INSTRUCTIONS FOR THE TASK: Write out the material below again, unchanged.

INFORMATION PROVIDED:
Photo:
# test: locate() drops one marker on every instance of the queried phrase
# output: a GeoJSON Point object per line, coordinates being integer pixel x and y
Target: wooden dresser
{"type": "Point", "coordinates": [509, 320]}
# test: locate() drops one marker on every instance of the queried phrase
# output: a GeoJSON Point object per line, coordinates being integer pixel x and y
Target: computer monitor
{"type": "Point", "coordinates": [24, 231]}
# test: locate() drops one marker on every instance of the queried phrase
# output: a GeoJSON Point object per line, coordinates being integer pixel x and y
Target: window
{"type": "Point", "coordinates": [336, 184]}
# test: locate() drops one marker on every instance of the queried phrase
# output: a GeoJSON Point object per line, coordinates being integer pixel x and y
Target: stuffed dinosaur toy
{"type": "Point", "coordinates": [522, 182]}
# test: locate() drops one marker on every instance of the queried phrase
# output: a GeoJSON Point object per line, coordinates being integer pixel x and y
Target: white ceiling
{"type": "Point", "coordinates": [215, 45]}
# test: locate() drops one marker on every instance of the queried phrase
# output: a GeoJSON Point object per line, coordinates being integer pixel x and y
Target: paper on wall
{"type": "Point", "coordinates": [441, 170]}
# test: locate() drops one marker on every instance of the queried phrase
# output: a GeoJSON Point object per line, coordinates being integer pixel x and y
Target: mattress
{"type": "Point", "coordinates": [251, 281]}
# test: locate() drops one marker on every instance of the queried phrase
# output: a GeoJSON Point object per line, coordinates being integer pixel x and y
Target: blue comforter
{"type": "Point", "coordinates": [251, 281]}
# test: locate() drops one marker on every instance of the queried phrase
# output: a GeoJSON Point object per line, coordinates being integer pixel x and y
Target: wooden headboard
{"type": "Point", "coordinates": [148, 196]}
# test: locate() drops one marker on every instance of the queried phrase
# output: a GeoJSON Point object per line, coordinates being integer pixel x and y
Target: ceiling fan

IN RESPONSE:
Photo:
# test: locate() drops one marker on every instance of the queried phrase
# output: a GeoJSON Point object per line, coordinates being integer pixel x and y
Target: wooden dresser
{"type": "Point", "coordinates": [509, 320]}
# test: locate() drops one marker on every instance of the queried phrase
# output: a GeoJSON Point object per line, coordinates being integer pixel x and y
Target: computer monitor
{"type": "Point", "coordinates": [24, 231]}
# test: locate() drops one marker on every instance of the queried phrase
# output: a GeoJSON Point object per line, coordinates being integer pixel x and y
Target: window
{"type": "Point", "coordinates": [336, 184]}
# test: locate() drops one marker on every instance of the queried phrase
# output: a GeoJSON Point object per line, coordinates being integer pixel x and y
Target: stuffed dinosaur toy
{"type": "Point", "coordinates": [522, 182]}
# test: locate() drops one marker on every instance of the queried phrase
# output: a GeoJSON Point object per line, coordinates being integer pixel x and y
Target: white ceiling
{"type": "Point", "coordinates": [215, 45]}
# test: locate() drops one marker on every instance of the queried phrase
# output: a GeoJSON Point object per line, coordinates being integer pixel x and y
Target: paper on wall
{"type": "Point", "coordinates": [441, 170]}
# test: locate() drops one marker on every instance of the queried phrase
# output: a GeoJSON Point object per line, coordinates being integer pixel x and y
Target: mattress
{"type": "Point", "coordinates": [251, 281]}
# test: locate() drops one marker on every instance of the queried phrase
# output: a GeoJSON Point object per line, coordinates being integer pixel x and y
Target: blue comforter
{"type": "Point", "coordinates": [251, 281]}
# test: locate() drops one marker on every instance of the queried phrase
# output: a GeoJSON Point object per line, coordinates being integer pixel x and y
Target: wooden headboard
{"type": "Point", "coordinates": [148, 196]}
# test: locate() drops one marker on every instance of the queried phrase
# output: a GeoJSON Point object per line, coordinates being integer pixel x and y
Target: ceiling fan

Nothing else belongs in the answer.